WORK ORDER:
Find the lines of data that contain the string "turtle", then list them.

(Beginning of DATA PROVIDED)

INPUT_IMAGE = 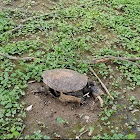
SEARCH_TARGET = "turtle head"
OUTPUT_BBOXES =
[89,85,104,107]
[86,80,104,107]
[87,81,104,98]
[90,85,100,98]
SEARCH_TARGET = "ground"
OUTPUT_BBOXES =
[0,0,140,139]
[24,82,101,138]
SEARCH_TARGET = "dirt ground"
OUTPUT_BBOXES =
[23,82,102,138]
[23,81,140,138]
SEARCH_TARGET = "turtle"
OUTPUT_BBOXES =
[41,69,104,107]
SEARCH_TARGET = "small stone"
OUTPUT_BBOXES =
[124,106,127,109]
[131,109,139,114]
[76,136,79,139]
[32,1,35,4]
[125,123,128,126]
[84,116,90,123]
[112,106,117,110]
[137,127,140,131]
[47,101,51,104]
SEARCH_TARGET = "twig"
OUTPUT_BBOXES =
[93,55,140,62]
[1,25,23,36]
[85,56,140,68]
[89,67,114,100]
[21,11,56,24]
[118,5,127,10]
[17,125,26,139]
[76,129,88,139]
[96,96,104,107]
[0,52,36,60]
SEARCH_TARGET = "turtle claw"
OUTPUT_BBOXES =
[83,92,90,98]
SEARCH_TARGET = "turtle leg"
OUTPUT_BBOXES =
[49,88,60,97]
[95,96,103,107]
[90,85,104,107]
[58,92,83,105]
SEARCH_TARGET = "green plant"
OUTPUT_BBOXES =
[25,130,50,139]
[92,133,136,139]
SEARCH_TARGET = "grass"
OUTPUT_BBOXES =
[0,0,140,139]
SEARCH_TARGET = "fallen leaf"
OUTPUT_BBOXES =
[25,105,33,111]
[28,80,36,84]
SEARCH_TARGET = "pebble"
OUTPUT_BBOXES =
[25,105,33,111]
[131,109,139,114]
[84,116,89,123]
[112,106,117,110]
[137,127,140,131]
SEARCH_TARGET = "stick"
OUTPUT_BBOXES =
[96,96,104,107]
[1,25,23,36]
[85,56,140,67]
[76,129,88,139]
[89,67,114,100]
[21,11,56,24]
[93,55,140,62]
[0,52,36,60]
[17,125,26,139]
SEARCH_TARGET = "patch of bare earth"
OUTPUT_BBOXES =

(End of DATA PROVIDED)

EXERCISE ANSWER:
SEARCH_TARGET = "turtle head"
SEARCH_TARGET = "turtle"
SEARCH_TARGET = "turtle claw"
SEARCH_TARGET = "turtle leg"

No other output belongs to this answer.